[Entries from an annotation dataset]
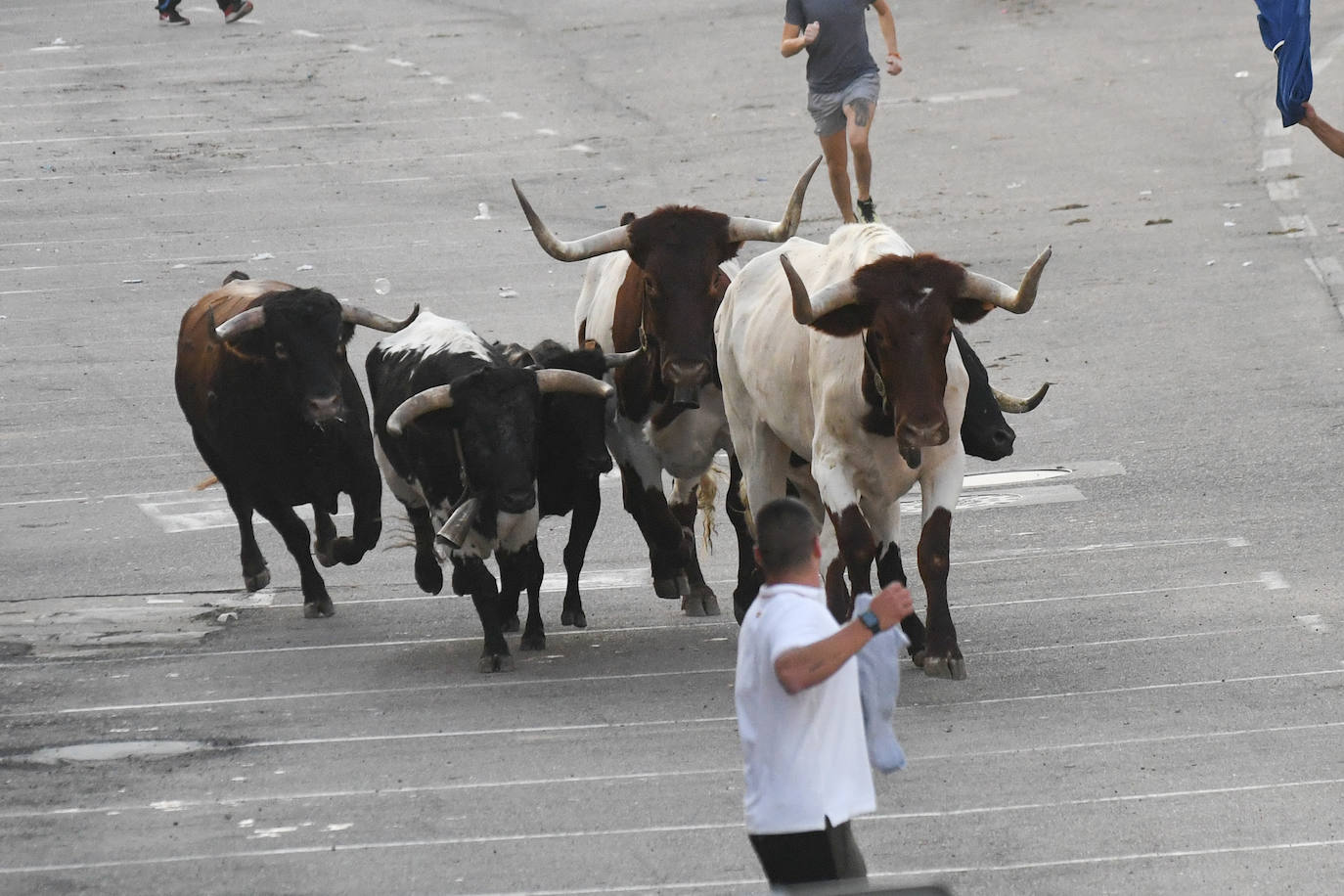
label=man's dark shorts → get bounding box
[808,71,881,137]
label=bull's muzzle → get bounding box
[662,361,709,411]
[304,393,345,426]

● **AIM**
Revise the items above by replacing "muzzle" with "snout" and keeping everything else the same. Leave the pictures out of your answer.

● **SOLUTION**
label=man's dark shorts → get bounding box
[808,71,881,137]
label=bull's snout → get bounding box
[662,361,709,411]
[304,393,345,426]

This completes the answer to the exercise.